*** Opening of DATA IN THIS EXERCISE ***
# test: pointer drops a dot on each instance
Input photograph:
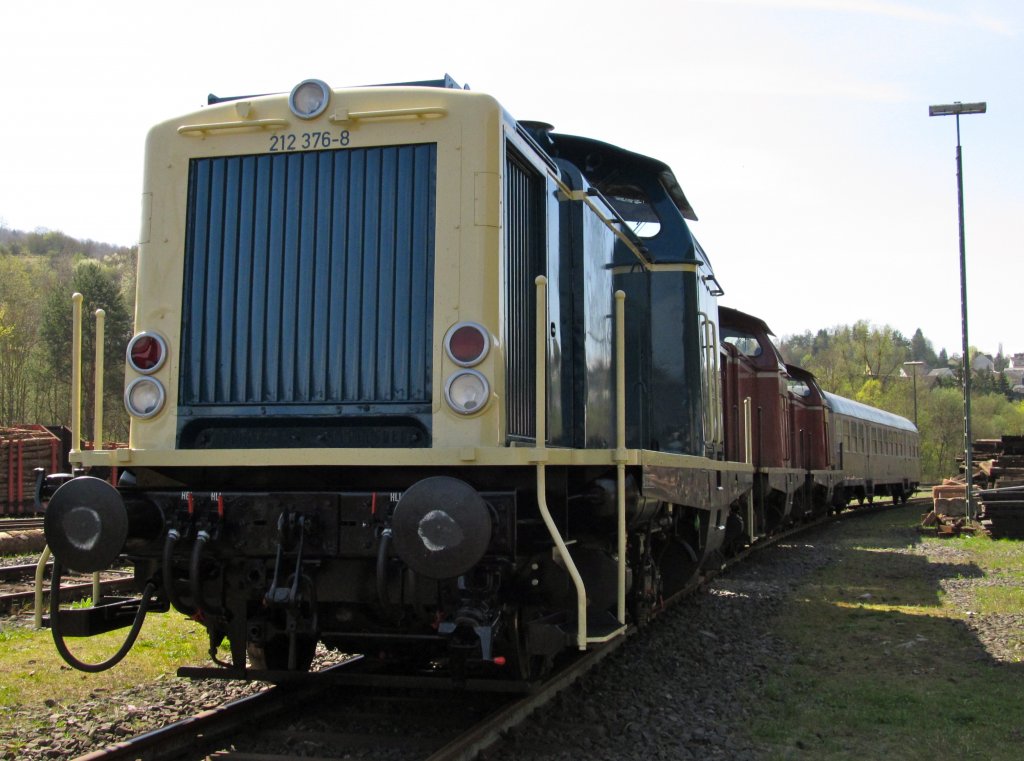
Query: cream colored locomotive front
(470, 132)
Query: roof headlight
(309, 98)
(144, 397)
(467, 391)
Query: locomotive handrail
(541, 458)
(433, 112)
(621, 454)
(190, 129)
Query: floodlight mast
(955, 110)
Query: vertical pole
(97, 386)
(966, 363)
(76, 373)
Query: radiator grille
(309, 278)
(524, 238)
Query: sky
(798, 129)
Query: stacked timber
(22, 451)
(1003, 503)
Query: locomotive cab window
(745, 342)
(634, 207)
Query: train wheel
(272, 656)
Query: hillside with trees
(39, 271)
(883, 368)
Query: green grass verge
(32, 672)
(884, 665)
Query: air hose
(195, 579)
(169, 584)
(58, 639)
(382, 561)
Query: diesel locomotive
(415, 379)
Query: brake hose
(58, 639)
(169, 583)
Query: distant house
(983, 364)
(934, 376)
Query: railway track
(350, 712)
(397, 717)
(20, 524)
(17, 586)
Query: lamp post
(955, 110)
(913, 365)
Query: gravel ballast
(674, 691)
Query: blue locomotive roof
(853, 409)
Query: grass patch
(883, 664)
(31, 670)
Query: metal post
(955, 110)
(968, 454)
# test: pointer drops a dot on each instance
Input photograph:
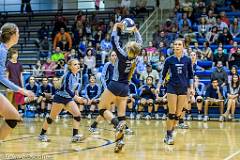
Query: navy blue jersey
(34, 88)
(92, 92)
(162, 91)
(69, 84)
(45, 89)
(212, 92)
(180, 70)
(147, 92)
(123, 64)
(132, 89)
(107, 74)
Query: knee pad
(11, 123)
(172, 116)
(49, 120)
(199, 100)
(184, 109)
(123, 118)
(101, 112)
(78, 118)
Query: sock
(181, 121)
(43, 132)
(75, 131)
(94, 125)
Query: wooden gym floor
(211, 140)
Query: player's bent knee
(11, 123)
(49, 120)
(101, 112)
(77, 118)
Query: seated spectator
(37, 69)
(45, 48)
(198, 98)
(220, 56)
(214, 97)
(221, 75)
(233, 97)
(132, 99)
(106, 46)
(225, 37)
(48, 68)
(207, 52)
(235, 28)
(57, 55)
(149, 72)
(92, 94)
(161, 100)
(147, 97)
(63, 40)
(45, 97)
(203, 27)
(90, 60)
(212, 36)
(220, 24)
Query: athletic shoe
(168, 140)
(93, 130)
(205, 119)
(183, 126)
(119, 131)
(119, 146)
(129, 131)
(43, 138)
(77, 138)
(131, 116)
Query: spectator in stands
(48, 68)
(106, 47)
(14, 71)
(185, 21)
(45, 48)
(45, 97)
(63, 40)
(225, 37)
(233, 97)
(150, 49)
(220, 24)
(221, 75)
(220, 56)
(235, 5)
(43, 32)
(203, 27)
(212, 36)
(214, 97)
(57, 55)
(149, 72)
(90, 60)
(37, 69)
(207, 52)
(199, 92)
(147, 96)
(60, 68)
(92, 93)
(211, 19)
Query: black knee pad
(78, 118)
(49, 120)
(101, 112)
(172, 116)
(11, 123)
(123, 118)
(184, 109)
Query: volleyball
(128, 25)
*** Close of DATA IN THIS EXERCISE ***
**WHAT YOU ARE ASKED TO DO:**
Leaving out the pictures, reproduce the whole listing above exactly.

**ANSWER TO THIS EXERCISE:**
# test: pointer drops a dot on each instance
Input photograph:
Query: cream colored locomotive front
(470, 132)
Query: roof headlight
(309, 98)
(144, 397)
(467, 391)
Query: locomotive handrail
(541, 458)
(433, 112)
(621, 454)
(190, 129)
Query: floodlight mast
(955, 110)
Query: vertical pole
(97, 386)
(966, 363)
(76, 373)
Query: radiator grille
(309, 278)
(524, 238)
Query: sky
(798, 129)
Query: stacked timber
(22, 451)
(1003, 503)
Query: locomotive cab window
(745, 342)
(634, 207)
Query: train wheel
(272, 656)
Query: hillside with trees
(39, 271)
(883, 368)
Query: green grass verge
(32, 672)
(884, 665)
Query: air hose
(195, 579)
(169, 584)
(58, 639)
(382, 561)
Query: diesel locomotive
(415, 379)
Query: brake hose
(58, 639)
(169, 583)
Query: distant house
(983, 364)
(934, 376)
Query: railway track
(350, 712)
(397, 717)
(20, 524)
(17, 586)
Query: lamp post
(955, 110)
(913, 365)
Query: gravel ballast
(674, 691)
Query: blue locomotive roof
(853, 409)
Query: grass patch
(883, 664)
(31, 670)
Query: metal post
(955, 110)
(968, 454)
# test: pointer drops a dot on each instance
Input photograph:
Query: navy blue jersey
(34, 88)
(92, 92)
(162, 91)
(69, 84)
(45, 89)
(212, 92)
(180, 70)
(147, 92)
(123, 64)
(132, 89)
(107, 74)
Query: knee pad
(11, 123)
(172, 116)
(49, 120)
(199, 100)
(184, 109)
(123, 118)
(101, 112)
(78, 118)
Query: sock
(181, 121)
(43, 132)
(75, 131)
(94, 125)
Query: wooden gym floor
(211, 140)
Query: player's bent knee
(11, 123)
(49, 120)
(101, 112)
(77, 118)
Query: seated spectator
(37, 69)
(45, 48)
(198, 98)
(220, 56)
(214, 97)
(221, 75)
(233, 97)
(132, 99)
(106, 46)
(225, 37)
(48, 68)
(207, 52)
(235, 28)
(57, 55)
(149, 72)
(92, 94)
(161, 100)
(147, 97)
(63, 40)
(45, 97)
(203, 27)
(90, 60)
(212, 36)
(220, 24)
Query: athletic shoe
(168, 140)
(93, 130)
(205, 119)
(183, 126)
(119, 131)
(119, 146)
(129, 131)
(43, 138)
(77, 138)
(131, 116)
Query: spectator in stands
(48, 68)
(106, 47)
(14, 71)
(185, 21)
(45, 48)
(45, 97)
(63, 40)
(225, 37)
(233, 97)
(150, 49)
(220, 24)
(221, 75)
(220, 56)
(235, 5)
(43, 32)
(203, 27)
(212, 36)
(214, 97)
(57, 55)
(149, 72)
(90, 60)
(37, 69)
(207, 52)
(199, 92)
(147, 96)
(60, 68)
(92, 93)
(211, 19)
Query: black knee pad
(78, 118)
(49, 120)
(101, 112)
(172, 116)
(11, 123)
(123, 118)
(184, 109)
Query: volleyball
(128, 25)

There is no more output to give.